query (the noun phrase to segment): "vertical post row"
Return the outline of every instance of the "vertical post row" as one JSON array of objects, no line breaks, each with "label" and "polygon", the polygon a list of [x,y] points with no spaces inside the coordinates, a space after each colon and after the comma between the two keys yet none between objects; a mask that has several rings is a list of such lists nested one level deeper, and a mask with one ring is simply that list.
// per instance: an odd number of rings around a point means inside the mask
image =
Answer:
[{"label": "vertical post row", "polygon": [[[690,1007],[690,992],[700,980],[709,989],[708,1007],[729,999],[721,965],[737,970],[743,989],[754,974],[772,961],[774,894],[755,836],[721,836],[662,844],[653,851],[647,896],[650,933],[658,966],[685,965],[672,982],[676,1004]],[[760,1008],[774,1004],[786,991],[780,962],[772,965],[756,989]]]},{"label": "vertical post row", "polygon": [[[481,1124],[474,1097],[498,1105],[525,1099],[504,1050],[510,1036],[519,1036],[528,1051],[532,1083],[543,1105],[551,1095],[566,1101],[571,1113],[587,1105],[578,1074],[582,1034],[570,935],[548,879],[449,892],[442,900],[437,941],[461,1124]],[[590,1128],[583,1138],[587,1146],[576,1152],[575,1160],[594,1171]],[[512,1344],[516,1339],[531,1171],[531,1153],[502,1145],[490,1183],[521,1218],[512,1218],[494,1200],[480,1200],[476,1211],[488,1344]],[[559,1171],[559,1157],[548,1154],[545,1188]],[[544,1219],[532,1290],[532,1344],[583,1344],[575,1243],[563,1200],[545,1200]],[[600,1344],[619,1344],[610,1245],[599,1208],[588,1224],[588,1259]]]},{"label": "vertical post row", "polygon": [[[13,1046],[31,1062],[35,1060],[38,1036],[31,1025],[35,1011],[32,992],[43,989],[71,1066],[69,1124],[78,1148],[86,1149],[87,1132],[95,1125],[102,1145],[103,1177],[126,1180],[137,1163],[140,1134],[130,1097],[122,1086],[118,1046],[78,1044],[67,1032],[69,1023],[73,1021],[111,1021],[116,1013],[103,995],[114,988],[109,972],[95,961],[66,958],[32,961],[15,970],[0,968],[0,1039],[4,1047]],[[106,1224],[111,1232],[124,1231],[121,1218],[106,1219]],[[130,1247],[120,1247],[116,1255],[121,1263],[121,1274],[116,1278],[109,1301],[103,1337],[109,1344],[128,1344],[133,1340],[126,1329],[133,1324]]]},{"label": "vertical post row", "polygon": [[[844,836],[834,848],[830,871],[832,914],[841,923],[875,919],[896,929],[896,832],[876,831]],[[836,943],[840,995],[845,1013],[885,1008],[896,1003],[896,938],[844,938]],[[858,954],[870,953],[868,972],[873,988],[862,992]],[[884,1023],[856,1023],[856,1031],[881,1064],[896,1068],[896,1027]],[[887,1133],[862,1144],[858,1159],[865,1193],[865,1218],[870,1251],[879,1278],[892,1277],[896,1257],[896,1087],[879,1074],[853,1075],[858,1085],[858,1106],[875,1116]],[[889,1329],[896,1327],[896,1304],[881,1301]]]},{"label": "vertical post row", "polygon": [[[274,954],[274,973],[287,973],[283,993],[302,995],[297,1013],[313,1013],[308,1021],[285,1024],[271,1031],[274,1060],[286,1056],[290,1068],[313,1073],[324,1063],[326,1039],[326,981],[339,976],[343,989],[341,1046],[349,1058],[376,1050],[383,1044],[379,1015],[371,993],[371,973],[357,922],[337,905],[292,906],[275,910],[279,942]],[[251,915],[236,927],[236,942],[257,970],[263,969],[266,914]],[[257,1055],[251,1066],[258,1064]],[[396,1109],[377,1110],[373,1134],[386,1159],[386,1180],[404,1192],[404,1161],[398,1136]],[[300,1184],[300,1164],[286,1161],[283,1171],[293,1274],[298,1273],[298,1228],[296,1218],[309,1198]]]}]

__DIRECTION__
Without leaving anything out, give the entries again exactly.

__SOLUTION TO THIS TASK__
query (the noun phrase to segment): "vertical post row"
Return the outline of every instance of the "vertical post row" as one JSON array of objects, no line breaks, each with "label" and "polygon", the polygon a list of [x,y] points with no spaces inside the coordinates, a space after each colon and after the comma between the two keys yet none between objects; a mask that has several rings is a list of such lists nested one level deeper, and a mask with one ring is simply that list.
// per instance: an odd number of rings around a point means inside the mask
image =
Answer:
[{"label": "vertical post row", "polygon": [[[690,1007],[690,992],[700,980],[709,989],[708,1007],[729,999],[721,965],[737,970],[743,989],[754,974],[772,961],[774,894],[755,836],[721,836],[662,844],[653,851],[647,896],[650,933],[658,966],[685,965],[672,982],[676,1004]],[[760,1008],[774,1004],[786,991],[780,962],[772,965],[756,989]]]},{"label": "vertical post row", "polygon": [[[481,1124],[474,1097],[498,1105],[525,1099],[504,1050],[510,1036],[519,1036],[528,1051],[532,1083],[543,1105],[551,1095],[566,1101],[571,1113],[587,1105],[578,1074],[582,1034],[570,935],[548,879],[449,892],[442,900],[437,941],[461,1124]],[[590,1128],[583,1138],[587,1146],[576,1152],[575,1160],[594,1171]],[[512,1344],[516,1339],[531,1171],[531,1153],[502,1145],[490,1183],[521,1218],[512,1218],[494,1200],[480,1200],[476,1211],[488,1344]],[[559,1171],[559,1157],[548,1154],[545,1188]],[[544,1219],[532,1290],[532,1344],[583,1344],[575,1243],[563,1200],[545,1200]],[[600,1344],[619,1344],[610,1245],[599,1208],[588,1224],[588,1259]]]},{"label": "vertical post row", "polygon": [[[13,1046],[31,1062],[35,1060],[38,1036],[31,1025],[35,1011],[32,992],[43,989],[71,1066],[69,1124],[78,1148],[86,1149],[87,1132],[95,1125],[102,1145],[103,1177],[126,1180],[137,1163],[140,1134],[130,1097],[122,1086],[118,1046],[78,1044],[67,1032],[69,1023],[73,1021],[111,1021],[116,1013],[103,995],[114,988],[109,972],[95,961],[66,958],[32,961],[15,970],[0,968],[0,1039],[4,1047]],[[106,1224],[111,1232],[124,1231],[121,1218],[106,1219]],[[130,1247],[120,1247],[116,1255],[121,1263],[121,1274],[116,1278],[109,1301],[103,1337],[109,1344],[128,1344],[133,1340],[126,1329],[133,1324]]]},{"label": "vertical post row", "polygon": [[[844,836],[834,848],[830,871],[832,914],[841,923],[875,919],[896,929],[896,832],[876,831]],[[836,943],[840,995],[845,1013],[885,1008],[896,1003],[896,938],[844,938]],[[858,954],[870,953],[868,972],[873,988],[862,992]],[[884,1023],[856,1023],[856,1031],[881,1064],[896,1068],[896,1027]],[[887,1133],[862,1144],[858,1159],[865,1193],[865,1218],[870,1251],[879,1278],[892,1277],[896,1257],[896,1087],[879,1074],[853,1075],[858,1085],[858,1106],[875,1116]],[[889,1329],[896,1327],[896,1304],[881,1301]]]},{"label": "vertical post row", "polygon": [[[274,954],[274,973],[287,973],[283,993],[302,995],[297,1013],[313,1013],[308,1021],[285,1024],[271,1031],[274,1060],[286,1056],[290,1068],[313,1073],[324,1063],[326,1039],[326,981],[339,976],[343,989],[341,1046],[349,1058],[376,1050],[383,1044],[379,1015],[371,993],[371,973],[357,922],[337,905],[292,906],[275,910],[279,942]],[[251,915],[236,927],[236,942],[257,970],[263,969],[266,914]],[[257,1055],[251,1066],[258,1064]],[[396,1109],[377,1110],[373,1134],[386,1159],[386,1180],[404,1192],[404,1161],[398,1136]],[[300,1184],[300,1164],[286,1161],[283,1171],[293,1274],[298,1273],[298,1228],[296,1218],[309,1198]]]}]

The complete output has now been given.